Les associations s’étaient réjouies en 2017, lors de la campagne d’Emmanuel Macron, de sa volonté d’interdire la vente d’œufs issus de poules élevées en batterie. Ce qui devait être fait… d’ici à 2022. Si d’immenses progrès ont été réalisés ces dernières années, 36 % des poules étaient encore élevées en cages en 2020. Les associations de défense des animaux mettent tout de même au crédit du Président actuel le décret du 15 février dernier relatif à l’arrêt de mise à mort des poussins mâles à la naissance.

Chez les autres candidats, Eric Zemmour a inscrit dans son programme la volonté de renforcer les contrôles dans les élevages, et Valérie Pécresse avait affirmé lors d’une interview sur France 3 le 12 décembre dernier : « Je leur [l’association L214 qui demandait à la candidate des éclaircissements sur le sujet] ai dit que j’étais prête à m’engager à ce qu’il y ait un vrai contrôle, notamment sur les abattoirs… pour vérifier que le bien-être animal soit respecté. Mais là encore, il y a énormément de normes… »

-----

▶ **Activité**
Modifiez l'extrait sur le bien-être animal en le recopiant, en commençant par « Les associations s’étaient » et en poursuivant jusqu'à « à la naissance. », et en remplaçant « poules » par « volailles ». Le matériel placé à la suite n'est pas nécessaire.

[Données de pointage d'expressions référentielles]
-----

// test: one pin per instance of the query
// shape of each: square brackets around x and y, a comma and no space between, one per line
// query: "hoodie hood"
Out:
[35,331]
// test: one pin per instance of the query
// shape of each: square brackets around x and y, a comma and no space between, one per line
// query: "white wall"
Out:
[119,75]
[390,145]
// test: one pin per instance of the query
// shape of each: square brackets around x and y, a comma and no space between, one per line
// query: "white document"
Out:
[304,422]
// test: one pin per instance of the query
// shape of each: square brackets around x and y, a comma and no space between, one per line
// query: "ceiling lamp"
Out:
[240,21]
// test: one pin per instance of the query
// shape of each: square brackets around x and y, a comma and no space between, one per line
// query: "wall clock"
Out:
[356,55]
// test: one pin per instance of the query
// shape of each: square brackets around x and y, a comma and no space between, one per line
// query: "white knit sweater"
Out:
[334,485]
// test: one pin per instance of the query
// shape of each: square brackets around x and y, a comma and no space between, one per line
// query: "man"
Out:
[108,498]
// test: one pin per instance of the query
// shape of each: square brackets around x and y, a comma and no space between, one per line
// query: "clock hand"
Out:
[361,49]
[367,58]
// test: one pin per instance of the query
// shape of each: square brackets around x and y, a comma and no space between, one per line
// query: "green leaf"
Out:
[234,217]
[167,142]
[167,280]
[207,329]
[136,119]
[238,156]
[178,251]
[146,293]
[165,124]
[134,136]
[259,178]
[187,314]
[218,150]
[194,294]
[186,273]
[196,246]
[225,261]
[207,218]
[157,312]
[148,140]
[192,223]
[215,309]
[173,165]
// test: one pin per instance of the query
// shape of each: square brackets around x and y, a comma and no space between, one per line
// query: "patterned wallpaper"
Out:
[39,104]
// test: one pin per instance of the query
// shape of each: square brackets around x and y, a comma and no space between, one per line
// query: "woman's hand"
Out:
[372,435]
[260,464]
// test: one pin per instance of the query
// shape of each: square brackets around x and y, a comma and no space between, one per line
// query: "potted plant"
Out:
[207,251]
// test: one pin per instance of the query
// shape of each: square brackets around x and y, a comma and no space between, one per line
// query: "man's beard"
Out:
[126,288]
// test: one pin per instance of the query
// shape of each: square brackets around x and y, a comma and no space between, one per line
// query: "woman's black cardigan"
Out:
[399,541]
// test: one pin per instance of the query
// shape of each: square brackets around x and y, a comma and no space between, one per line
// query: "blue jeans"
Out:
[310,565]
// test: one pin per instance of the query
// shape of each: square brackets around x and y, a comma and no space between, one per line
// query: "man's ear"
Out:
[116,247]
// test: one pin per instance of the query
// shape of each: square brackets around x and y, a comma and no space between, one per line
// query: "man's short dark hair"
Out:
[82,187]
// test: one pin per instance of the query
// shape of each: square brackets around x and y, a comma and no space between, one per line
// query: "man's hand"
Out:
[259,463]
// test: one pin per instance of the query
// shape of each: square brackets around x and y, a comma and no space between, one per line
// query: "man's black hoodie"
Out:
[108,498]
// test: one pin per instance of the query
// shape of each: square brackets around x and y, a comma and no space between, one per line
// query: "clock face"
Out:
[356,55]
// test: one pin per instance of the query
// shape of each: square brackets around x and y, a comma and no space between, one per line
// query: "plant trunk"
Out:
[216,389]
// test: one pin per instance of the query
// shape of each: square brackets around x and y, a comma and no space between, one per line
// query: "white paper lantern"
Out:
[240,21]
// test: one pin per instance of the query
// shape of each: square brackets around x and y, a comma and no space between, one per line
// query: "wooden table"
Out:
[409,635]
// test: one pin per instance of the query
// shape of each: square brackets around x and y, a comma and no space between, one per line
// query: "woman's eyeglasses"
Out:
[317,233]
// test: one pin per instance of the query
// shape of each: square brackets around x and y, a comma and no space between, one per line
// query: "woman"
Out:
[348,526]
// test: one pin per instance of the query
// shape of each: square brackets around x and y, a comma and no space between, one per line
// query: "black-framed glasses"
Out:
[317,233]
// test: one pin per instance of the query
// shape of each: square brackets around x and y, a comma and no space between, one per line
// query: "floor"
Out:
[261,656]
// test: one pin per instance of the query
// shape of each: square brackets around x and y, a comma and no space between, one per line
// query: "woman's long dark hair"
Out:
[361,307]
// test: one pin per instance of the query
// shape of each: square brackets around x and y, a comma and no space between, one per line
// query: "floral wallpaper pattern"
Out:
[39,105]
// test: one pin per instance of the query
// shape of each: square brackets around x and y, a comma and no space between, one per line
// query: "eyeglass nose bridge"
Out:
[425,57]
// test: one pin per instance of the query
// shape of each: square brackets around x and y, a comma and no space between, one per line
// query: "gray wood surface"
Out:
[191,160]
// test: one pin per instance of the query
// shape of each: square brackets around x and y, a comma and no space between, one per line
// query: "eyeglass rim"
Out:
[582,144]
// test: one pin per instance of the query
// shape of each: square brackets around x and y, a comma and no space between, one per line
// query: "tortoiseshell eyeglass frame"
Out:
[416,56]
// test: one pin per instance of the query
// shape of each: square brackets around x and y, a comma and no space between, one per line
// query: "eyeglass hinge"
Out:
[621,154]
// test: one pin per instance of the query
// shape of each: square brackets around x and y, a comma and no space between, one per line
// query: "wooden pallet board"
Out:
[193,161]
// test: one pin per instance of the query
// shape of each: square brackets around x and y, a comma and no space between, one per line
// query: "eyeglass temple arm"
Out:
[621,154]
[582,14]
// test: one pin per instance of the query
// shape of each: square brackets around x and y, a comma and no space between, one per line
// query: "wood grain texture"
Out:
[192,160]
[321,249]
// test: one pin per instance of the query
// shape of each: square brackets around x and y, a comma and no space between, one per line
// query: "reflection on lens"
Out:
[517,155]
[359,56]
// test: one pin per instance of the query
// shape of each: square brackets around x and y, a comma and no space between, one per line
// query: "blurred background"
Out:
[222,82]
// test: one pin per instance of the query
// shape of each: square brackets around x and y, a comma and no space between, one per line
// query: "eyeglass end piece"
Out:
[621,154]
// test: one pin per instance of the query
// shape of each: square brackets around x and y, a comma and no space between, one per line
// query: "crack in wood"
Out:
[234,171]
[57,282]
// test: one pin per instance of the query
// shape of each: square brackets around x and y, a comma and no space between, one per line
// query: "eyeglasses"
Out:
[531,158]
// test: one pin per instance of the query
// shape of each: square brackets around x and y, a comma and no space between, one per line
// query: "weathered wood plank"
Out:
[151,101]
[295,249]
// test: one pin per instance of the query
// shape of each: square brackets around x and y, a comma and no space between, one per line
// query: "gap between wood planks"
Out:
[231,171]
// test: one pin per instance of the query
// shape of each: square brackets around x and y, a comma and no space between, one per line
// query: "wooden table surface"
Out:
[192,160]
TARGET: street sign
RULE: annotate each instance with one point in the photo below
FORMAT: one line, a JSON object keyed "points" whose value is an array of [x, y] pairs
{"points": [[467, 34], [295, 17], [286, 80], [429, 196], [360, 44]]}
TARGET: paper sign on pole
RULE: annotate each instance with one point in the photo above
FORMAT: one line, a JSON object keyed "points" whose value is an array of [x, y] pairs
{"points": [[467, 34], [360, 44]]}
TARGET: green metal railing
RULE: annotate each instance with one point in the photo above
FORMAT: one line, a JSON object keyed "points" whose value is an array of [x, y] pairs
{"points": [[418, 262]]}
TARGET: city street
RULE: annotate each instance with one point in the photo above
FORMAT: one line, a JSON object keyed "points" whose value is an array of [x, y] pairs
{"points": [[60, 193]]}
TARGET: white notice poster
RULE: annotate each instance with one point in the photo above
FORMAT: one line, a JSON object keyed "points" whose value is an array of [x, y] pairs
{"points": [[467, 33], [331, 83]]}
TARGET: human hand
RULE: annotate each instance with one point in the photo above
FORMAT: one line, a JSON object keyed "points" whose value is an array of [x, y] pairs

-----

▶ **Exercice corrigé**
Les associations s’étaient réjouies en 2017, lors de la campagne d’Emmanuel Macron, de sa volonté d’interdire la vente d’œufs issus de volailles élevées en batterie. Ce qui devait être fait… d’ici à 2022. Si d’immenses progrès ont été réalisés ces dernières années, 36 % des volailles étaient encore élevées en cages en 2020. Les associations de défense des animaux mettent tout de même au crédit du Président actuel le décret du 15 février dernier relatif à l’arrêt de mise à mort des poussins mâles à la naissance.